#### Data for processing
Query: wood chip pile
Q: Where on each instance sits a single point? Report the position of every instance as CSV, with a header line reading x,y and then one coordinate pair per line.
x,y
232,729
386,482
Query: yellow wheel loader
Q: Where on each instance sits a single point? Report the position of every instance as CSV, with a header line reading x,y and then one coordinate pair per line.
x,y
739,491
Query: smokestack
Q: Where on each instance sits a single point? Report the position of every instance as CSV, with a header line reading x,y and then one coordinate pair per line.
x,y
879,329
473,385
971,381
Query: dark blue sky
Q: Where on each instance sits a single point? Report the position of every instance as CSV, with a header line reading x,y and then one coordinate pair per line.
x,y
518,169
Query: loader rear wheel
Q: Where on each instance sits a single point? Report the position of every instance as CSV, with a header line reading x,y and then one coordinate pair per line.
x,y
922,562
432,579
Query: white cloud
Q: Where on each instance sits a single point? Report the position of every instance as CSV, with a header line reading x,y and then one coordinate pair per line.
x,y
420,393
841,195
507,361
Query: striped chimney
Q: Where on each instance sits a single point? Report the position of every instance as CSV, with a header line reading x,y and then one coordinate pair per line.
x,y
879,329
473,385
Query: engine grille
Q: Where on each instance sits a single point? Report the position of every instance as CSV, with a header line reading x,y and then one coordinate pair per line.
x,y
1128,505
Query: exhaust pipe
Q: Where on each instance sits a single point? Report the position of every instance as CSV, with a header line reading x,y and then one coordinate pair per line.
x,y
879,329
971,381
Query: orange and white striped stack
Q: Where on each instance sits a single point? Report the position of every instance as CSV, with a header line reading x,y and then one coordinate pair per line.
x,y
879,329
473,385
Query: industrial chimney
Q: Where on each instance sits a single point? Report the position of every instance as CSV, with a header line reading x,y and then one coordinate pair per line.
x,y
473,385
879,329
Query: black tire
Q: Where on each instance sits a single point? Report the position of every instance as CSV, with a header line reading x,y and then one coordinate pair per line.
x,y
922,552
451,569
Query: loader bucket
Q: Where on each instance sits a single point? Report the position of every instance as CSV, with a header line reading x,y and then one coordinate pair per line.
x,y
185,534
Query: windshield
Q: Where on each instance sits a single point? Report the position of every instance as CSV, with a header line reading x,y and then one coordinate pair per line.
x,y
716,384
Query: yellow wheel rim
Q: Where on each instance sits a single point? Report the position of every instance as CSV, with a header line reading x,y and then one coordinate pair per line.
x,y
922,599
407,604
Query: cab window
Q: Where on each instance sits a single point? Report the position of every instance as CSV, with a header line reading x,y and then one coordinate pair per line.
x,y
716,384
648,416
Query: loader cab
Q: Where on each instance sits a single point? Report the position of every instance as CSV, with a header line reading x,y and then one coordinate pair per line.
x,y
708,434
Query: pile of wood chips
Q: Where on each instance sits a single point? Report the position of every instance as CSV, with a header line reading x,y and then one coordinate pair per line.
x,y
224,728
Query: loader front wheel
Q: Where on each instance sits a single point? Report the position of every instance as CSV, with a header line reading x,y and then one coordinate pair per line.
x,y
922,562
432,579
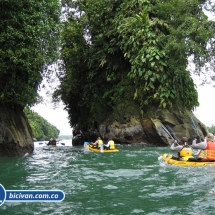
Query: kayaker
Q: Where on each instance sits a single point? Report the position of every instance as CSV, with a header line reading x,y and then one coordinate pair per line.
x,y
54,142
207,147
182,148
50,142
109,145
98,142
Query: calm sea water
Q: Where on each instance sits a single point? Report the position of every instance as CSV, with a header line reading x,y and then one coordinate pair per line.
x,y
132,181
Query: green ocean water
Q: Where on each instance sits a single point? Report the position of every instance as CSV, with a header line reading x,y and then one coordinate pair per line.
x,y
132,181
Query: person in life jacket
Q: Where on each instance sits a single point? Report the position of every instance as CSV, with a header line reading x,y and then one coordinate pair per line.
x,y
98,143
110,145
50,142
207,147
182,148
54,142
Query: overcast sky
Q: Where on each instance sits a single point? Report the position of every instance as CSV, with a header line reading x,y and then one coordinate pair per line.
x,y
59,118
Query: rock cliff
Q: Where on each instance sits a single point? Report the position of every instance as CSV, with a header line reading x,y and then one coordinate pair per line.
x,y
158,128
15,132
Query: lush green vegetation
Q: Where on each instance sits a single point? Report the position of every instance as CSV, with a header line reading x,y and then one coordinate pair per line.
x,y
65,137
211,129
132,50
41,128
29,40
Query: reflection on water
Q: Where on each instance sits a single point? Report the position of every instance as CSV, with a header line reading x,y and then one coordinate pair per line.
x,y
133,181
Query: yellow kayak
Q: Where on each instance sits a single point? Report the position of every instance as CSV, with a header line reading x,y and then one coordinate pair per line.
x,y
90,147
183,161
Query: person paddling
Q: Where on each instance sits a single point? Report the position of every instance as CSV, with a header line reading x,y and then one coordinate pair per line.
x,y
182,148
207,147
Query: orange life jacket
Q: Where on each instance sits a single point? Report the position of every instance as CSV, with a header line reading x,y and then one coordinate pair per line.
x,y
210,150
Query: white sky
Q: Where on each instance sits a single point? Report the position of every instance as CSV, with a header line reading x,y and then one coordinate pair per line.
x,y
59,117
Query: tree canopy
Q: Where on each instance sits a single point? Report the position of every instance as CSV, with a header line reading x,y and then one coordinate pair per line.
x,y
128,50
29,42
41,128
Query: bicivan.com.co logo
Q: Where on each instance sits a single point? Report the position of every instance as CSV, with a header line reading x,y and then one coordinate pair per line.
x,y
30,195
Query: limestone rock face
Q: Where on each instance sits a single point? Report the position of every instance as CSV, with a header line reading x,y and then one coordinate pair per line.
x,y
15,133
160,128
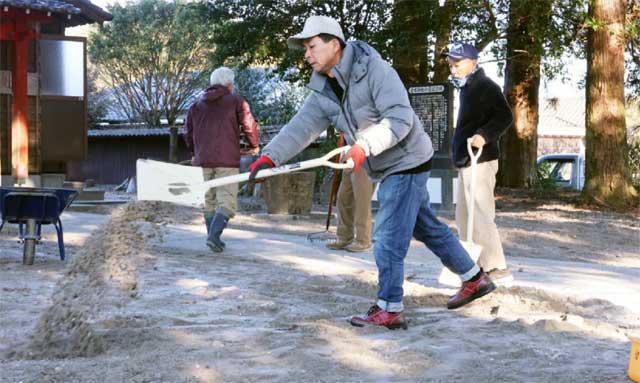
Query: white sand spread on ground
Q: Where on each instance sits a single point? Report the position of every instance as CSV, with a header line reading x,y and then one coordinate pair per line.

#### Instructions for the task
Each line of the entries that contains the word "water" should be listed.

#### Completed task
Query: calm sea water
Query: green ocean water
Query: reflection on water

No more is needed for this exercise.